> What needs to be done:
Print each line of the listing once more, precisely as given.

> Exercise data:
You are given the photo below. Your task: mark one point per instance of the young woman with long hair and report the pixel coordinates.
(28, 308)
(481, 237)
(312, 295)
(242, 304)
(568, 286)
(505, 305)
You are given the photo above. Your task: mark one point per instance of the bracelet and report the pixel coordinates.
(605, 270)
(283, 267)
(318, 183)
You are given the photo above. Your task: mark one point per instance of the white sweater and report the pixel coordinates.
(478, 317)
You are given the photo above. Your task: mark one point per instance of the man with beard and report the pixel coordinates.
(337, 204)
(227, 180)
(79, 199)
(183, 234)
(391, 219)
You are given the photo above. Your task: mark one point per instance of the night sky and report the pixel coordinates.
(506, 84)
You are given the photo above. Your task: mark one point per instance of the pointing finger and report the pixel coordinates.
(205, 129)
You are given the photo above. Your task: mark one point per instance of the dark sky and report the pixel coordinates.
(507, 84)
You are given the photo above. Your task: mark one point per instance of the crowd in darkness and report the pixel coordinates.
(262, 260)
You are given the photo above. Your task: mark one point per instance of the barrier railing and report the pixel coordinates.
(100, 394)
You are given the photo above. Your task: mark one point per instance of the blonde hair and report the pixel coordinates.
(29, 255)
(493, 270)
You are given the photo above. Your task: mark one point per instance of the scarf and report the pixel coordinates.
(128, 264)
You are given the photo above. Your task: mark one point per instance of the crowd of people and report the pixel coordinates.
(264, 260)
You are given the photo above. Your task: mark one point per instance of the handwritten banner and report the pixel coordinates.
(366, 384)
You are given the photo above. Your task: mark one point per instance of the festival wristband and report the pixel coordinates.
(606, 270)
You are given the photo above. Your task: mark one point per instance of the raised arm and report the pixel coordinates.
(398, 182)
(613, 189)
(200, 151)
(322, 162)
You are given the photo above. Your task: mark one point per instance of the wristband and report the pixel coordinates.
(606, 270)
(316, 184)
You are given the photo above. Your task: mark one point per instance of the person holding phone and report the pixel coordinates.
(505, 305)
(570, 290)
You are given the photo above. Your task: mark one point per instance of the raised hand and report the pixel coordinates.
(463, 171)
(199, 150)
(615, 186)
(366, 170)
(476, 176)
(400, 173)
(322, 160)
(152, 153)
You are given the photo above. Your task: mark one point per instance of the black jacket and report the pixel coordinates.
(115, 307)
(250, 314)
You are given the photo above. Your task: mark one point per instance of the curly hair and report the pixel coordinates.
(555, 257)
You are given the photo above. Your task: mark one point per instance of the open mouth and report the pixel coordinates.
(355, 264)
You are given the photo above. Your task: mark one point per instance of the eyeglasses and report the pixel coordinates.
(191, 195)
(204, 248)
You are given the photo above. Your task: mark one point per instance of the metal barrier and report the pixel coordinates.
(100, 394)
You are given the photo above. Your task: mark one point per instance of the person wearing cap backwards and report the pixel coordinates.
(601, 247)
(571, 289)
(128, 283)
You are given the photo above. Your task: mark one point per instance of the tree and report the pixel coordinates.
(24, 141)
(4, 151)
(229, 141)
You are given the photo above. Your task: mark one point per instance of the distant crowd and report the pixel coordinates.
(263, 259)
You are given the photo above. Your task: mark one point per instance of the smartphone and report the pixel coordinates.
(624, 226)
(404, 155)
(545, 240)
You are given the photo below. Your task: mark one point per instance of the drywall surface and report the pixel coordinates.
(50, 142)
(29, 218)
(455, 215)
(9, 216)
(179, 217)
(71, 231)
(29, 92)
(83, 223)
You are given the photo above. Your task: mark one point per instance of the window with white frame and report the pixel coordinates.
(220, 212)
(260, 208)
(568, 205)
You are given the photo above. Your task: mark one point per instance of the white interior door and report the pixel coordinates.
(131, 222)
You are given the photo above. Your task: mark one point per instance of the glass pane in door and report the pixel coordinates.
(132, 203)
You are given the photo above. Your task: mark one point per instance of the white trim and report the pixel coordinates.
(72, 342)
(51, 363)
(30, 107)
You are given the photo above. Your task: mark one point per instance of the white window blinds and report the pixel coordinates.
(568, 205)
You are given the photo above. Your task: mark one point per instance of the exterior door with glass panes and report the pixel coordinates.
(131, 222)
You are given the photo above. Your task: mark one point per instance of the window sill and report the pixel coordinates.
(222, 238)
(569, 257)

> Complete output:
You are given the photo below. Your task: mark one point per instance of the young woman with long hair and report the pixel coordinates.
(28, 308)
(481, 237)
(312, 295)
(242, 304)
(568, 286)
(505, 305)
You are given the photo above. Your task: mark one point per instance of the bracelet and report the pixel coordinates.
(605, 270)
(283, 267)
(318, 183)
You are given the photo above. Your task: mark one point per instance of the white sweater and report the pixel coordinates.
(478, 317)
You are given the photo above. Your task: mark one point per instance of the man with beard and report the pixel coordinates.
(337, 204)
(227, 180)
(79, 199)
(183, 234)
(391, 219)
You are given the photo above. Your task: mark one point per instance of the night sky and report the pixel coordinates.
(506, 84)
You are given the photo above. Your task: mark one point per instance of the pointing finger and report the pixel coordinates.
(205, 129)
You are given the photo above. Your task: mark one point per instance of the dark sky and report the pixel coordinates.
(507, 84)
You are given the photo above. Your task: mark one point per instance of the crowd in darkness and report the pixel coordinates.
(262, 260)
You are given the photo above. Your task: mark one point per instance of the barrier railing and report the pixel coordinates.
(100, 394)
You are given the photo above. Your task: mark one point per instance of the blonde hair and report the pixel coordinates.
(29, 255)
(493, 270)
You are given the photo above. Your task: mark one point per instance of the scarf and report the pixel coordinates.
(128, 264)
You are given the photo above. Your task: mark one point per instance of the crowd of people and report the pixel coordinates.
(264, 260)
You are given the photo above. Your task: mark one point per instance of the handwritten banner and report the pixel coordinates.
(366, 384)
You are given the photo above. Your task: mark one point per instance of the festival wristband and report the pixel coordinates.
(606, 270)
You are given the photo above. Your task: mark one point per instance of the raised arm and report the pixel coordinates.
(398, 182)
(613, 189)
(200, 151)
(322, 162)
You are given the photo above. Your task: mark one point per instance of the wristband and report the pixel coordinates.
(606, 270)
(316, 184)
You are given the photo above. Your task: mark one point per instance of the person holding phone and report the pixel coordinates.
(505, 305)
(570, 290)
You are given the photo above. Your task: mark one point per instance of the raised hand and report the pixel coordinates.
(463, 171)
(199, 150)
(615, 186)
(366, 170)
(476, 176)
(400, 173)
(322, 160)
(152, 153)
You are given the photo above. Your task: mark one point per instance of the black jacket and report the pixel coordinates.
(115, 307)
(250, 314)
You are given the photo above. Your task: mark one point per instance of the curly hair and report the pixel coordinates.
(555, 257)
You are given the photo above. Your task: mark one point per instance of the open mouth and report the pixel coordinates.
(355, 264)
You are given the photo above. Your task: mark one point per instance of the eyeglasses and report the pixel coordinates.
(191, 195)
(204, 248)
You are given the photo above. Your task: mark one point per instance of the metal barrier and report the pixel coordinates.
(100, 394)
You are given the photo above. Your task: mark one point per instance of the person wearing cap backwards and report the pixel coordinates.
(601, 247)
(571, 289)
(128, 283)
You are given the photo above. Your task: mark one point per instance of the tree and report the pixel coordinates.
(24, 141)
(4, 151)
(229, 141)
You are given the photo above. Your task: mark one point per instance of the distant crowd and report the pixel coordinates.
(263, 259)
You are given the photo above. Your task: mark one point per instance of the smartphone and report the pixel coordinates.
(624, 226)
(404, 155)
(545, 240)
You are given the photo below. Your task: mark one point per instance of the drywall surface and report the pixel coordinates.
(50, 142)
(29, 218)
(455, 215)
(9, 216)
(179, 217)
(71, 231)
(29, 92)
(83, 223)
You are given the photo above. Your task: mark one point per instance of the window with white frame and report the pixel coordinates.
(220, 212)
(260, 208)
(568, 205)
You are given the photo above. Your task: mark one point per instance of the white interior door and report the pixel coordinates.
(131, 222)
You are given the photo above. Your task: mark one point per instance of the glass pane in door and report the pixel coordinates.
(132, 203)
You are given the photo above. Your task: mark one point per instance of the white trim and report the pixel coordinates.
(72, 342)
(51, 363)
(30, 107)
You are given the photo above. Your task: mark one point per instance of the white window blinds and report the pixel coordinates.
(568, 205)
You are given the photo above. Your task: mark one point per instance of the exterior door with glass panes and report the pixel coordinates.
(131, 222)
You are given the photo above. Your task: mark one point per instance of the window sill and report the pixel coordinates.
(222, 238)
(569, 257)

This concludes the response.